WRITTEN EXERCISE A.
Rewrite the location labeling records, changing "submerged rock" to "underwater rock" and keeping everything else the same. Omit the pictures from your version.

EXCERPTED TEXT.
While many of anthropology’s classical texts engaged the role and function of human-animal relationships in culture, the animals themselves were seldom objects of interest. The past two decades, in contrast, have seen a renewed focus on animals, in an “animal moment” that attempts to include animal perspectives (Emel and Wolch 1998). The impetus for the animal moment is articulated in close dialogue with movements in popular culture, where conservation discourses proliferate, marketing empires are built on dinosaurs, and cloned sheep are presented as scientific triumph. With their increasing visibility, moreover, animals have become subjects of intense contestation. With the changes brought by transnational migration, for example, contemporary conflicts within nation-states often erupt around “animal-based practices,” or cultural practices that involve the use of animals in some form (Elder et al. 1998). Through the decontextualization and racialization of subaltern animal practices, immigrants and minorities are stigmatized as savage, primitive, and uncivilized, while dominant groups remain comfortably within the zone of the ethical and humane. Masquerading under the guise of concern for animal welfare, xenophobia and racism thus find a convenient entrée into public discourses where they might otherwise not be tolerated. As a consequence, certain animal practices are used as “tools of cultural imperialism designed to delegitimize the subjectivity and citizenship” (Elder et al. 1998:73) of those labeled Other in the nation-state.5

The use of animals in justifying contemporary inequalities extends to other dimensions as well; animals are often utilized in symbolic representations of power and privilege. The custom of designating certain creatures—the more majestic, the fiercer, the better—as the distinctive province of monarchies and aristocracies recurs across space and time (Hay 1975). The hunting of such animals was usually conducted with a great deal of fanfare, emphasizing exclusivity of access and reinscribing power differentials between classes. Imperial policies were often patterned on the same model by transforming wildlife into a highly charged domain restricted to government officials and settlers (Mutwira 1989; MacKenzie 1988); at the same time, colonial hunts functioned as spectacles in the enactment and performance of imperial sovereignty, winning colonial subjects through a form of “predatory care” (Pandian 2001).

Excerpts of location labeling data
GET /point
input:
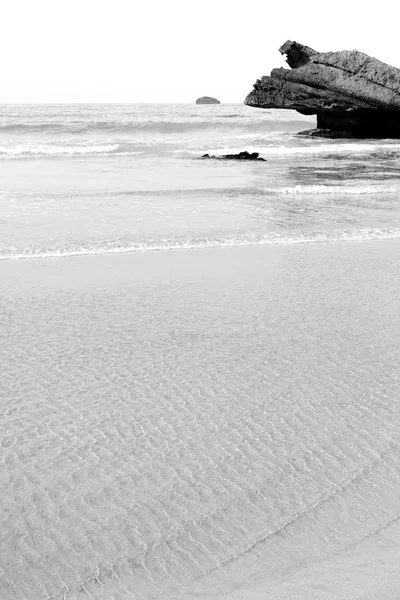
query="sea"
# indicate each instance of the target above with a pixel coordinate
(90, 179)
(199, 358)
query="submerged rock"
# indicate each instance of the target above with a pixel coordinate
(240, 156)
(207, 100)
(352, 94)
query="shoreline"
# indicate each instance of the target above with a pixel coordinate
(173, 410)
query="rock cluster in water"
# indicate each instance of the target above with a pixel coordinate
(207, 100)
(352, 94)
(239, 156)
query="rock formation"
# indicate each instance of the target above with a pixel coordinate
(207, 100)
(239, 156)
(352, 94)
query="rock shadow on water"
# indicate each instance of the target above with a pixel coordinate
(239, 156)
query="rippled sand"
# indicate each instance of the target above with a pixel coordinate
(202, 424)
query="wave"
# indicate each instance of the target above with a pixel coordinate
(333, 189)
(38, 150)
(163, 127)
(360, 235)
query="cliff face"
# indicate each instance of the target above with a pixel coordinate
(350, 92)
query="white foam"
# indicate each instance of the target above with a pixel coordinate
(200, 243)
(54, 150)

WRITTEN EXERCISE B.
Transcribe the passage on animals in anthropology in full, word for word.

COMPLETE OUTPUT A.
GET /point
input:
query="sea"
# indicate each instance of the target above with a pixel coordinate
(90, 179)
(199, 358)
query="underwater rock"
# indicate each instance of the target above with a pixel coordinate
(240, 156)
(207, 100)
(352, 94)
query="shoreline"
# indicate each instance of the target above with a pixel coordinate
(173, 410)
query="rock cluster in water"
# indicate each instance of the target above with a pixel coordinate
(207, 100)
(352, 94)
(239, 156)
query="rock formation"
# indicate each instance of the target above with a pixel coordinate
(207, 100)
(239, 156)
(352, 94)
query="rock shadow on water"
# indicate each instance of the target above with a pixel coordinate
(239, 156)
query="rippled sand"
# indicate each instance of the target above with a pixel coordinate
(202, 424)
query="wave"
# indicate each instance of the target above with a pixel coordinate
(333, 189)
(38, 150)
(163, 127)
(360, 235)
query="cliff face"
# indicate each instance of the target above with a pixel coordinate
(350, 92)
query="white foam"
# indicate each instance of the target above with a pixel coordinate
(200, 243)
(54, 150)

COMPLETE OUTPUT B.
While many of anthropology’s classical texts engaged the role and function of human-animal relationships in culture, the animals themselves were seldom objects of interest. The past two decades, in contrast, have seen a renewed focus on animals, in an “animal moment” that attempts to include animal perspectives (Emel and Wolch 1998). The impetus for the animal moment is articulated in close dialogue with movements in popular culture, where conservation discourses proliferate, marketing empires are built on dinosaurs, and cloned sheep are presented as scientific triumph. With their increasing visibility, moreover, animals have become subjects of intense contestation. With the changes brought by transnational migration, for example, contemporary conflicts within nation-states often erupt around “animal-based practices,” or cultural practices that involve the use of animals in some form (Elder et al. 1998). Through the decontextualization and racialization of subaltern animal practices, immigrants and minorities are stigmatized as savage, primitive, and uncivilized, while dominant groups remain comfortably within the zone of the ethical and humane. Masquerading under the guise of concern for animal welfare, xenophobia and racism thus find a convenient entrée into public discourses where they might otherwise not be tolerated. As a consequence, certain animal practices are used as “tools of cultural imperialism designed to delegitimize the subjectivity and citizenship” (Elder et al. 1998:73) of those labeled Other in the nation-state.5

The use of animals in justifying contemporary inequalities extends to other dimensions as well; animals are often utilized in symbolic representations of power and privilege. The custom of designating certain creatures—the more majestic, the fiercer, the better—as the distinctive province of monarchies and aristocracies recurs across space and time (Hay 1975). The hunting of such animals was usually conducted with a great deal of fanfare, emphasizing exclusivity of access and reinscribing power differentials between classes. Imperial policies were often patterned on the same model by transforming wildlife into a highly charged domain restricted to government officials and settlers (Mutwira 1989; MacKenzie 1988); at the same time, colonial hunts functioned as spectacles in the enactment and performance of imperial sovereignty, winning colonial subjects through a form of “predatory care” (Pandian 2001).